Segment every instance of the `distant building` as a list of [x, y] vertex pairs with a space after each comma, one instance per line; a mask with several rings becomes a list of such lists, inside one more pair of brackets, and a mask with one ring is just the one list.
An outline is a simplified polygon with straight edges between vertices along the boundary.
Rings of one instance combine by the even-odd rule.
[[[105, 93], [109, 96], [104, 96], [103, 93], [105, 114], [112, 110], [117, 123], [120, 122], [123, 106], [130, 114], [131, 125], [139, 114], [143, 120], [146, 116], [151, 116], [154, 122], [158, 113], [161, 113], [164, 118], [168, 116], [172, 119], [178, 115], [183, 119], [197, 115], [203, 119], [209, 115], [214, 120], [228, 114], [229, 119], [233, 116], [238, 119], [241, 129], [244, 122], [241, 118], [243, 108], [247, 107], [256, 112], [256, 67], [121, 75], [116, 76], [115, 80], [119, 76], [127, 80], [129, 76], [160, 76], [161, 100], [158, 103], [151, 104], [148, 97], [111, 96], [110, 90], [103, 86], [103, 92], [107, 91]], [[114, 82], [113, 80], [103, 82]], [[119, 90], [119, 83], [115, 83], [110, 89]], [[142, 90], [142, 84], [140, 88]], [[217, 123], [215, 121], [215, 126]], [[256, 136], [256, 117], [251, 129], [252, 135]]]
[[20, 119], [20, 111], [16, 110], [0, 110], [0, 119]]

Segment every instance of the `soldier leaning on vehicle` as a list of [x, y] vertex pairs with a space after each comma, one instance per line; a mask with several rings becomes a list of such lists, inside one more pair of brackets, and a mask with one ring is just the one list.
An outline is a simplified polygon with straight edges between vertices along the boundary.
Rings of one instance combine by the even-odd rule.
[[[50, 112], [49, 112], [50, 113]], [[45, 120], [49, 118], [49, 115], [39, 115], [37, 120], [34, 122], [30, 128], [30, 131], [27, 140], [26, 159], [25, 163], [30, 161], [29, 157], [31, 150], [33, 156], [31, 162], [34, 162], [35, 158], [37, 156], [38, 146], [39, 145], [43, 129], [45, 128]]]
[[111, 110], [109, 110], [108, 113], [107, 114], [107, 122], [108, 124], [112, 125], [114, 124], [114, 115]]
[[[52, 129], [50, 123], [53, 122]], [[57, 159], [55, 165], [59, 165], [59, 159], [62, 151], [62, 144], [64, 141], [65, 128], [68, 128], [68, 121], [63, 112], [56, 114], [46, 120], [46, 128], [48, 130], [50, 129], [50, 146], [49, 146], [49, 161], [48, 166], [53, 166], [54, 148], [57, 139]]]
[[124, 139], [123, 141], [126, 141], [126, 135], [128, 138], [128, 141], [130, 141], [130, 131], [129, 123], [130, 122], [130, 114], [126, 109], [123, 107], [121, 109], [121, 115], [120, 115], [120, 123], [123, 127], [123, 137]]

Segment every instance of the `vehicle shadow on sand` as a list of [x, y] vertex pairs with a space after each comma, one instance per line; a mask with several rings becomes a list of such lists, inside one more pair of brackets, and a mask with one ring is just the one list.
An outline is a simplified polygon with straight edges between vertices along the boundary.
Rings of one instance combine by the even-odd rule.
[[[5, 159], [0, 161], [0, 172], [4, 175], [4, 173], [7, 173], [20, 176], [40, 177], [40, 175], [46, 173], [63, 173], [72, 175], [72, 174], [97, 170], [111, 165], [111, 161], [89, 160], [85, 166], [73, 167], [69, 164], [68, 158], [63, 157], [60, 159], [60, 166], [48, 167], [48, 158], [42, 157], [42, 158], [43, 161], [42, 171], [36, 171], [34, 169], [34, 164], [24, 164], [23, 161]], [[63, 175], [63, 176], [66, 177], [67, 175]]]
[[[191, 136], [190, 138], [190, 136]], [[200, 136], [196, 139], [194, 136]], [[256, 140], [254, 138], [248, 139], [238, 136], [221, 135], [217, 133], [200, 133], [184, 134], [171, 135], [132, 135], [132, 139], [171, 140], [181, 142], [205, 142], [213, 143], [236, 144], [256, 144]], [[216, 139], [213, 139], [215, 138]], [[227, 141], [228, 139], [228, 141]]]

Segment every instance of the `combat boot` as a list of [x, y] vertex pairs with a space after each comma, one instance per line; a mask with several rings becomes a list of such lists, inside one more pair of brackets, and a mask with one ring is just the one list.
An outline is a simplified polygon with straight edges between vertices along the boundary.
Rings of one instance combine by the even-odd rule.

+ + + + +

**Exercise details**
Exactly reproduce every line of the data above.

**Answer**
Segment every instance of the `distant building` as a list of [x, y] vertex pairs with a space after each comma, one instance per line; a mask with several rings becomes a list of such lists, inside one more pair of brackets, and a mask with one ring is just the one list.
An outline is a simplified polygon with straight edges between vertices along the boundary.
Rings of one instance combine by the even-odd rule.
[[[105, 93], [109, 96], [104, 96], [103, 93], [105, 114], [112, 110], [117, 123], [120, 122], [123, 106], [130, 114], [131, 125], [139, 114], [143, 120], [146, 116], [151, 116], [154, 122], [158, 113], [161, 113], [164, 118], [168, 116], [172, 119], [178, 115], [183, 119], [197, 115], [203, 119], [209, 115], [214, 120], [228, 114], [229, 119], [233, 116], [238, 119], [241, 129], [244, 122], [241, 118], [243, 108], [247, 107], [256, 112], [256, 67], [121, 75], [116, 76], [115, 80], [119, 76], [127, 80], [129, 76], [160, 76], [161, 100], [158, 103], [151, 104], [148, 97], [111, 96], [110, 90], [103, 86], [103, 92], [107, 91]], [[114, 82], [113, 80], [103, 82]], [[119, 90], [119, 83], [115, 83], [110, 89]], [[142, 90], [142, 84], [140, 88]], [[217, 123], [215, 121], [215, 126]], [[256, 136], [256, 117], [251, 129], [252, 135]]]
[[20, 119], [20, 111], [16, 110], [0, 110], [0, 119]]

Segment every instance of the `soldier leaning on vehicle` as a list of [x, y] vertex pairs with a space after each comma, one instance per line; a mask with several rings becomes a list of such lists, inside one more pair of brackets, and a mask with one ring is just the one list.
An outline is a simplified polygon with straight edges between vertices along the boundary.
Rings of one instance combine by the even-odd rule.
[[[50, 112], [49, 112], [50, 113]], [[45, 120], [49, 118], [49, 115], [39, 115], [37, 120], [34, 122], [30, 128], [30, 131], [27, 140], [26, 159], [25, 163], [30, 161], [29, 157], [31, 150], [33, 156], [31, 162], [34, 162], [35, 158], [37, 156], [38, 146], [39, 145], [43, 129], [45, 128]]]
[[111, 110], [109, 110], [108, 113], [107, 114], [107, 122], [108, 124], [112, 125], [114, 124], [114, 115]]
[[[52, 129], [50, 123], [53, 122]], [[57, 159], [55, 165], [59, 165], [59, 159], [62, 151], [62, 144], [64, 141], [65, 128], [68, 128], [68, 121], [63, 112], [56, 114], [46, 120], [46, 128], [48, 130], [50, 129], [50, 146], [49, 146], [49, 161], [48, 166], [53, 166], [54, 148], [57, 139]]]
[[124, 139], [123, 141], [126, 141], [126, 135], [128, 138], [128, 141], [130, 141], [130, 131], [129, 123], [130, 122], [130, 114], [126, 109], [123, 107], [121, 109], [121, 115], [120, 115], [120, 123], [123, 127], [123, 137]]

Segment every instance of the `vehicle shadow on sand` as a list of [x, y] vertex pairs with a space after each comma, one instance per line; a mask with several rings becomes a list of such lists, inside one more pair of brackets, and a mask with one ring is just the one list.
An outline is a simplified polygon with straight edges between vertices along the boundary.
Rings of one instance combine by the even-odd rule.
[[[5, 159], [0, 161], [0, 172], [4, 175], [4, 173], [7, 173], [20, 176], [40, 177], [40, 175], [46, 173], [63, 173], [72, 175], [72, 174], [97, 170], [111, 165], [111, 161], [89, 160], [85, 166], [73, 167], [69, 164], [68, 158], [63, 157], [60, 159], [60, 166], [48, 167], [48, 158], [42, 157], [42, 158], [43, 161], [42, 171], [36, 171], [34, 169], [34, 164], [24, 164], [23, 161]], [[63, 175], [63, 176], [66, 177], [67, 175]]]
[[[191, 136], [190, 138], [190, 136]], [[200, 136], [196, 139], [194, 136]], [[256, 140], [254, 138], [248, 139], [238, 136], [221, 135], [217, 133], [200, 133], [184, 134], [171, 135], [132, 135], [132, 139], [171, 140], [181, 142], [205, 142], [213, 143], [236, 144], [256, 144]], [[216, 139], [213, 139], [215, 138]], [[227, 141], [228, 139], [228, 141]]]

Segment every instance of the `combat boot` as a list of [x, y] vertex pairs with a space after each comma, one instance per line; a mask with several rings becomes a list of such lists, inside one more pair of brackets, and a mask with one ring is just the one list.
An outline is a simplified polygon with straight edges between vertices along the boundary.
Rings of one instance combine by the even-odd rule.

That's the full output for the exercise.